== Reading text ==
****************

Slavery and slavery-related practices plagued the lives of slaves and indentured labourers in Mauritius from the island's colonization in 1638. In 2009, the Parliament of Mauritius created a Truth and Justice Commission to research socioeconomic class abuses and its implications.
Problems and Purpose
Although slavery was abolished in 1835, labourers in Mauritius continued to operate under slavery-like conditions throughout the colonial and post-colonial periods. Slavery and slavery-related practices, such as debt bondage and indentured labour, plagued the lives of approximately half a million people, many of whom were brought to Mauritius from India to work as slaves. In 2009, the Parliament of Mauritius created a Truth and Justice Commission to research socioeconomic class abuses since the island’s colonization.
In 1638, the Dutch East India Company introduced slavery to Mauritius, which would last for centuries as French and British colonial powers continued the Dutch practice of slave labour in the island’s agricultural sector.

****************

== Record list ==

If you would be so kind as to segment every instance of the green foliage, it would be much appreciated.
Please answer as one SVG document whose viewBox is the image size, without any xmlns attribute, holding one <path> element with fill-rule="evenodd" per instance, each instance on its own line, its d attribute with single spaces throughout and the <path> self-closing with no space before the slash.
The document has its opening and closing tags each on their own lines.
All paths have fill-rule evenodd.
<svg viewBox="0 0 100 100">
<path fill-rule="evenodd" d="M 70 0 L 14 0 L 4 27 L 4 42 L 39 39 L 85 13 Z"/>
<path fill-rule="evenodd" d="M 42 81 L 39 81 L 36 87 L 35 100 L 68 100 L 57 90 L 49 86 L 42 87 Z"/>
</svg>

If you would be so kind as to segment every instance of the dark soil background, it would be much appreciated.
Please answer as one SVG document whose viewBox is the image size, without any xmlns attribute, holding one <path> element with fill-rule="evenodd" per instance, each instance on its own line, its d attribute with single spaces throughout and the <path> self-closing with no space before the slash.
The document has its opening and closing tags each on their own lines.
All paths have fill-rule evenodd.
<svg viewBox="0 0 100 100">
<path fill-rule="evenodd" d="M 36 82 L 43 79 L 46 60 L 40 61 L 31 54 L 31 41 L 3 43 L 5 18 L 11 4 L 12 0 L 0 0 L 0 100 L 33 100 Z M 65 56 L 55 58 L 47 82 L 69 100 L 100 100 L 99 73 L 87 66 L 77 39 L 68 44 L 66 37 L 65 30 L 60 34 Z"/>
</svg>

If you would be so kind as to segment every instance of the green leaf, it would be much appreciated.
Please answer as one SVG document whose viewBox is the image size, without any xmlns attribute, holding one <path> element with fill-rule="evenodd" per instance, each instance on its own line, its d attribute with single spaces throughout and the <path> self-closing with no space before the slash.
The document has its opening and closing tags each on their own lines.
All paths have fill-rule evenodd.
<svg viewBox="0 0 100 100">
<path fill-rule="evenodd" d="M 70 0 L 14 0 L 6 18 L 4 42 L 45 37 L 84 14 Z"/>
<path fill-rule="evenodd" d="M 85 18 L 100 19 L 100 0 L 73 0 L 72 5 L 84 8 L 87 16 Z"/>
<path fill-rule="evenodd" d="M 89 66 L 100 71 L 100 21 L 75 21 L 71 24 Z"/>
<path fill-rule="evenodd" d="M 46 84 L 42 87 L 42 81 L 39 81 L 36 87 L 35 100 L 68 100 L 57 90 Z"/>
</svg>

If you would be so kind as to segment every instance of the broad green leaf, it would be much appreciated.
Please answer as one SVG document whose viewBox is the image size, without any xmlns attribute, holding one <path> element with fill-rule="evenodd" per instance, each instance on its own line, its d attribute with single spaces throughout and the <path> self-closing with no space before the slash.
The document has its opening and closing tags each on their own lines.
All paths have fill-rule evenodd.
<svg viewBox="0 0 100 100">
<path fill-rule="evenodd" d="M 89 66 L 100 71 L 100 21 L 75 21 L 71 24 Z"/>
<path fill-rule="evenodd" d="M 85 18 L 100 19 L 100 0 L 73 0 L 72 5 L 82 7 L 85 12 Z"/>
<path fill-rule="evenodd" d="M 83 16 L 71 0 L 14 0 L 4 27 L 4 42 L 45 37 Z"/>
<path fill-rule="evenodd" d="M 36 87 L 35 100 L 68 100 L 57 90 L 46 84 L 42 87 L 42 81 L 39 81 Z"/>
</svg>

****************

== Tasks for this exercise ==
A - Decide whether each statement agrees with the text on slavery in Mauritius. Answer yes or no, quoting the words that decide it: (i) Slavery was abolished in Mauritius in 1835. (ii) The Dutch East India Company created the Truth and Justice Commission. (iii) Slavery and slavery-related practices affected about one million people.
B - Write the next part of the text on slavery in Mauritius, continuing after its final sentence.
The data above come from a source unrelated to the text.

== Expected results ==
A -
(i) Yes: "Although slavery was abolished in 1835"
(ii) No: "In 2009, the Parliament of Mauritius created a Truth and Justice Commission"
(iii) No: "plagued the lives of approximately half a million people"

B -
The slave population in Mauritius grew substantially during the eighteenth century. From 2.533 in 1746, the population had reached 63,821 by 1810, prior to the British conquest . The occupations of indentured labourers consisted of agricultural labourers, household servants, fishermen, artisans, port workers, and sailors, and their treatment was, according to the Report, very harsh in terms of both housing and working conditions . They suffered inadequate wages and a lack of regulation on hours of work, however, in the case of resignation, workers faced arrests and imprisonment under vagrancy laws . It is also important to note that gender differences influenced labour conditions, as women workers were expected to execute the same physical tasks as men but were paid lower wages .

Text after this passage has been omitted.